THE POWER OF LOVE
Life to Love People and With Love We Can Live

Merajut Cinta, Membangun persaudaraan


Oleh : Muhammad Ruhiyat Haririe
Disampaikan pada acara majlis ta'lim IRMA Masjid Al-Hidayah Cibiru 

Dalam kenyataan hidup sehari-hari tampaknya anjuran dan penegasan mengenai ukhuwah islamiyah tersebut masih sebatas penyampaian dalam mimbar-mimbar dakwah saja, serasa sulit untuk menerapkan dalam kehidupan. Hal ini terlihat dalam berbagai hal umat Islam masih terkotak-kotak yang tidak jarang menghilangkan simpati masyarakat. Ada juga di antara kita, hanya karena berbeda kelompok pengajian, hanya karena berbeda guru pengajian, atau hanya karena perbedaan kitab yang dikaji, lalu memasang kuda-kuda untuk siap berperang. Bahkan, banyak kejadian saling mengumbar fitnah, aduh, mengerikan sekali. Sekali lagi, di mana praktik ukhuwah islamiyah yang selama ini dikaji? Apakah tidak ada kesempatan berbicara untuk menyamakan persepsi?

**DATA YANG DITAMPILKAN**
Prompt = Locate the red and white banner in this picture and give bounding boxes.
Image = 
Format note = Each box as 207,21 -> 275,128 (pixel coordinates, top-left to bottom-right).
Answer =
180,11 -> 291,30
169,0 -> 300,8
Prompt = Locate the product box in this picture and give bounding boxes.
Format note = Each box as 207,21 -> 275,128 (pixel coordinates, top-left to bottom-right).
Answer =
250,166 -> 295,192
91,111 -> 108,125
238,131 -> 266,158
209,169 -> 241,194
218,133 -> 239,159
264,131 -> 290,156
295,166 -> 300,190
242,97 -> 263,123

**TUGAS SINGKAT**
Menurut teks yang disediakan, pada acara apa materi itu disampaikan? Tolong jawab dalam satu kalimat.

**JAWABAN TERTULIS**
Materi itu disampaikan pada acara majlis ta'lim IRMA Masjid Al-Hidayah Cibiru.